→ Your tasks
1. Please reproduce the NACOB article from "The failure of" up to and including "came to NACOB.".
2. List every intelligence agency named in the NACOB article.

-- Start Text excerpt --

The leadership of the Narcotics Control Board (NACOB) is singing a song that is harmonious to it but discordant to the Georgina Wood Committee and the Ghanaian public at large, intelligence experts have said.
Colonel Isaac Akuako (Rtd), the Executive Secretary of (NACOB), now on leave, on Tuesday said he had no knowledge about how the "ACP Kofi Boakye Tape" came into the custody of his outfit.
The substance of Col. Akuako's claims was essentially the same as that of his subordinate, Mr. Ben Ndego, Head of Operations of NACOB, when the latter appeared before the Wood's Committee last week.
The failure of both Col. Akuako and Ndego, to reveal the source of the "Kofi Boakye tape" to the Georgina Wood Committee is probably the beginning of a wild goose chase.
In the absence of any clues of the secret recorders, could it be that one of the reputable international intelligence agencies such as the M15 of United Kingdom, the FBI or CIA of the United States or the KGB of Russia did the recording? Or is it our own Bureau of National Investigations (BNI)?
Testifying before the Committee investigating the disappearance of 77 parcels of cocaine from a shipping vessel, MV Benjamin in Tema, Col. Akuako said the tape was dropped in the offices of NACOB from an intelligence source.
He said the tape came to NACOB through the operations people and he cannot put a finger on the person, who drew his attention to the recording when it came to NACOB.

-- End Text excerpt --
-- Start Entries --

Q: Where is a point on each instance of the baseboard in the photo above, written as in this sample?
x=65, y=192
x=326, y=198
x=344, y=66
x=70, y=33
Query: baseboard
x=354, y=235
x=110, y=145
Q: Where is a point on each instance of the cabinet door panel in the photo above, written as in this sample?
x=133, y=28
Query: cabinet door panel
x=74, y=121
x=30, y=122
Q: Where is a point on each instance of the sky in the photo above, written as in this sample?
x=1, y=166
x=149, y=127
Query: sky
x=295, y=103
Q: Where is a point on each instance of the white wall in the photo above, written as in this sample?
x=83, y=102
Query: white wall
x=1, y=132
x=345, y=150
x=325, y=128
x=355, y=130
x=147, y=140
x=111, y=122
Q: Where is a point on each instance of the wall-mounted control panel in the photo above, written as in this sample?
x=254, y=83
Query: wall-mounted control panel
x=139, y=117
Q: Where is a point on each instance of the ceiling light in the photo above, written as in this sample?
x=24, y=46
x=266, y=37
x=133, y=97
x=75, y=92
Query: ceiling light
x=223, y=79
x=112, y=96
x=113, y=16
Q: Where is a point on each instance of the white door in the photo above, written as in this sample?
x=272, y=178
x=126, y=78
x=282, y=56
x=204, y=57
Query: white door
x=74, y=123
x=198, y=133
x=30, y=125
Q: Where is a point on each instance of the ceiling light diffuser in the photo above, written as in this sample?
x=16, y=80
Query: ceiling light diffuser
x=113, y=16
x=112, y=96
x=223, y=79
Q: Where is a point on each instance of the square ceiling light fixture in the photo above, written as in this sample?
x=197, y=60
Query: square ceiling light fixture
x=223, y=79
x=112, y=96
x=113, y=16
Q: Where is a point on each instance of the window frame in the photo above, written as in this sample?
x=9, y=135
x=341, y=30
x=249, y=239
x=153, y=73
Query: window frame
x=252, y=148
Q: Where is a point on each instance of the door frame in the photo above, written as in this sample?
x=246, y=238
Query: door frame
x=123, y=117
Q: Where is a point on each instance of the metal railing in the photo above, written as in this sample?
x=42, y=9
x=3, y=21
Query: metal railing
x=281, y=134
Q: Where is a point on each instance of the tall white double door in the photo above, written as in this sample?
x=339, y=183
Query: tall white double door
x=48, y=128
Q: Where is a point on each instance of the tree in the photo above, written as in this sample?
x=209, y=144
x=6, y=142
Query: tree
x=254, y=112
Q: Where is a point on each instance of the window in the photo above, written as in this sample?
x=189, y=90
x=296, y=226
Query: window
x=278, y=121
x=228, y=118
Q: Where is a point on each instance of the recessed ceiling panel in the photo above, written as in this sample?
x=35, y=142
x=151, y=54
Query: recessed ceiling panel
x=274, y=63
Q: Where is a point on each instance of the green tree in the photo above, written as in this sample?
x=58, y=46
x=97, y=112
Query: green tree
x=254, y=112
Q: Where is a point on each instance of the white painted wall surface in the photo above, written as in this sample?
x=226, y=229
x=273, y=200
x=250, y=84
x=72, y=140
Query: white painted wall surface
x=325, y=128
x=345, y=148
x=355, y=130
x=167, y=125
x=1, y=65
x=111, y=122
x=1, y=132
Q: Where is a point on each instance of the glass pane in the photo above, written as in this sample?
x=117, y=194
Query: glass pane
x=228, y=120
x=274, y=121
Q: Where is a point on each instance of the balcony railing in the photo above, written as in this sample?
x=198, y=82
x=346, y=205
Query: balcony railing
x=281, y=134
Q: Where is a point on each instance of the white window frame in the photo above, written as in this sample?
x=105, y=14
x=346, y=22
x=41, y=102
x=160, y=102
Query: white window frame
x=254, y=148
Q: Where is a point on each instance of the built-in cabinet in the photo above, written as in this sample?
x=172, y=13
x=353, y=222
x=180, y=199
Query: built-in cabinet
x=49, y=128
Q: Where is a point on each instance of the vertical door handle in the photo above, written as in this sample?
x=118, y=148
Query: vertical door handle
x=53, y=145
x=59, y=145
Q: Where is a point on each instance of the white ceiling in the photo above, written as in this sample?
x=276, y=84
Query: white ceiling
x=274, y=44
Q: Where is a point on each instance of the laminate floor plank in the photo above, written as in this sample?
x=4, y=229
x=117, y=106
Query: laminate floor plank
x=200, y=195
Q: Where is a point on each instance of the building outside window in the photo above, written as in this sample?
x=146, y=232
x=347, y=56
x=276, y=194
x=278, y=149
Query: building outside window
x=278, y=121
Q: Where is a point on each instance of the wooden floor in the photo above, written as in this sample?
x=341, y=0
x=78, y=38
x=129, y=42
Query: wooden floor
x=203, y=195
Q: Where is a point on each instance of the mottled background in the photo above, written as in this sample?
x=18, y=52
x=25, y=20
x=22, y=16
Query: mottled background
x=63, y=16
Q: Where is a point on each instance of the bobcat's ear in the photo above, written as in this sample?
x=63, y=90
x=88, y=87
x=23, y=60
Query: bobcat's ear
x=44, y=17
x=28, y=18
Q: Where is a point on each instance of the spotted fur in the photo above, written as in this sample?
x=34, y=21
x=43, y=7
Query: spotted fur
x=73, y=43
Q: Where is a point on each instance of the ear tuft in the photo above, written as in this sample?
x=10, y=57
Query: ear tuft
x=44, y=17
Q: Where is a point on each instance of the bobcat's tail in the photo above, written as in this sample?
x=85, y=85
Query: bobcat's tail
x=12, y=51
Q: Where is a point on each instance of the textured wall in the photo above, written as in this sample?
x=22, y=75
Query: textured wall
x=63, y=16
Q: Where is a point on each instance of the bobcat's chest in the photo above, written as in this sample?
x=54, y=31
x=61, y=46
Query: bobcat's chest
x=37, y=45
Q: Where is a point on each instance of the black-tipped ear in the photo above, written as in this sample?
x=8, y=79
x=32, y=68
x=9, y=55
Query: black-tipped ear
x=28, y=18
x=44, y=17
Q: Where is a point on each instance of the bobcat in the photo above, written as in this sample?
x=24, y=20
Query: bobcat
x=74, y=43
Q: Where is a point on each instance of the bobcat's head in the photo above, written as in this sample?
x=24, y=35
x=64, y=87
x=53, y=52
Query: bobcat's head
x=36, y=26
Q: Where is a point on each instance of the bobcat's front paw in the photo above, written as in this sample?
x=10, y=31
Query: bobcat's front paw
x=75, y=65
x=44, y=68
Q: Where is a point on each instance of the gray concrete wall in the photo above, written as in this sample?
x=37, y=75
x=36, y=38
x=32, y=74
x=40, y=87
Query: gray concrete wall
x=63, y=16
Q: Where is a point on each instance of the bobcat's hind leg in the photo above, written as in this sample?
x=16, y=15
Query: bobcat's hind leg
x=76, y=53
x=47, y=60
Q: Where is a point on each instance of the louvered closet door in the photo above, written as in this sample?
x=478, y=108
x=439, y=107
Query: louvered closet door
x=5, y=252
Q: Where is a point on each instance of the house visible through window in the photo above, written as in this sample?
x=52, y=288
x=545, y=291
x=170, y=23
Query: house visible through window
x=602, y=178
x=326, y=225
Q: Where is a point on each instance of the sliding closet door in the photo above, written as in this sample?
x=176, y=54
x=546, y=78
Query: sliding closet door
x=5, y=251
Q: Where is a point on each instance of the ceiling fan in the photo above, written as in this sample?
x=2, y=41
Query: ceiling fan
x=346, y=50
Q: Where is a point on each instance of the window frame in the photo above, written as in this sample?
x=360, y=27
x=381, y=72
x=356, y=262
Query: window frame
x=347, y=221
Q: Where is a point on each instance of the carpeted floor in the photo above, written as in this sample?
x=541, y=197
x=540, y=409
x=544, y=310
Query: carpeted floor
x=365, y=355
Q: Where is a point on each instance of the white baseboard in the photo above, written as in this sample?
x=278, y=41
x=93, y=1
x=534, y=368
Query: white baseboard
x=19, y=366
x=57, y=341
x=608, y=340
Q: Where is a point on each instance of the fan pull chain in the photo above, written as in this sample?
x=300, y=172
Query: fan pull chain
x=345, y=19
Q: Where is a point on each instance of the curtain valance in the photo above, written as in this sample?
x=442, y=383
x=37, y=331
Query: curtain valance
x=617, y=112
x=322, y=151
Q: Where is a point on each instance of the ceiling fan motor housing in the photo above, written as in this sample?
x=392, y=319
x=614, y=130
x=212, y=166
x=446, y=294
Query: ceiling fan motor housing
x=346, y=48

-- End Entries --

→ Final results
1.
The failure of both Col. Akuako and Ndego, to reveal the source of the "Kofi Boakye tape" to the Georgina Wood Committee is probably the beginning of a wild goose chase.
In the absence of any clues of the secret recorders, could it be that one of the reputable international intelligence agencies such as the M15 of United Kingdom, the FBI or CIA of the United States or the KGB of Russia did the recording? Or is it our own Bureau of National Investigations (BNI)?
Testifying before the Committee investigating the disappearance of 77 parcels of cocaine from a shipping vessel, MV Benjamin in Tema, Col. Akuako said the tape was dropped in the offices of NACOB from an intelligence source.
He said the tape came to NACOB through the operations people and he cannot put a finger on the person, who drew his attention to the recording when it came to NACOB.

2.
- M15 of United Kingdom
- FBI of the United States
- CIA of the United States
- KGB of Russia
- Bureau of National Investigations (BNI)